**Written problem**
Render the data below as a JSON list of strings, one string per line, leaving out blank lines.

**Given records**
::::::::

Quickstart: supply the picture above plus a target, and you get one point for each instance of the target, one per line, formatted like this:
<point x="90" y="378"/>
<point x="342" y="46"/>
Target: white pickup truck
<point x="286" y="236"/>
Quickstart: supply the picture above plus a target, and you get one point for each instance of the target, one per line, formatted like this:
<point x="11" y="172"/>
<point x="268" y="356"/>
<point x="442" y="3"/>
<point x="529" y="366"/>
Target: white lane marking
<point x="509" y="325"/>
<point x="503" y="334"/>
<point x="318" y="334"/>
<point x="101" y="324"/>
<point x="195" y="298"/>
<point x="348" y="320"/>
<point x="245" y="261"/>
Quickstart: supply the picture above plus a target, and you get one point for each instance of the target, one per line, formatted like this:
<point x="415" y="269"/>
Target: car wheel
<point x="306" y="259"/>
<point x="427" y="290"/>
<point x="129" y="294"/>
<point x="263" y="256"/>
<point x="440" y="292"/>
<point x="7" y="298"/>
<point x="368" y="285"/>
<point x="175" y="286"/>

::::::::

**Result of this exercise**
[
  "Quickstart: supply the picture above plus a target, and you get one point for each instance of the target, one per line, formatted like this:",
  "<point x=\"90\" y=\"378\"/>",
  "<point x=\"342\" y=\"46\"/>",
  "Target: white pickup truck",
  "<point x=\"286\" y=\"236\"/>",
  "Quickstart: supply the picture above plus a target, and you get one point for each instance of the target, one per line, formatted like this:",
  "<point x=\"11\" y=\"172\"/>",
  "<point x=\"268\" y=\"356\"/>",
  "<point x=\"442\" y=\"3\"/>",
  "<point x=\"529\" y=\"366\"/>",
  "Target: white lane marking",
  "<point x=\"509\" y=\"325\"/>",
  "<point x=\"503\" y=\"334\"/>",
  "<point x=\"318\" y=\"334\"/>",
  "<point x=\"101\" y=\"324\"/>",
  "<point x=\"195\" y=\"298\"/>",
  "<point x=\"348\" y=\"320\"/>",
  "<point x=\"245\" y=\"261\"/>",
  "Quickstart: supply the picture above plus a target, and you get one point for each instance of the target, one per line, formatted like this:",
  "<point x=\"415\" y=\"269\"/>",
  "Target: car wheel",
  "<point x=\"306\" y=\"259\"/>",
  "<point x=\"427\" y=\"290\"/>",
  "<point x=\"129\" y=\"294\"/>",
  "<point x=\"263\" y=\"256\"/>",
  "<point x=\"440\" y=\"292\"/>",
  "<point x=\"7\" y=\"298\"/>",
  "<point x=\"368\" y=\"285\"/>",
  "<point x=\"175\" y=\"286\"/>"
]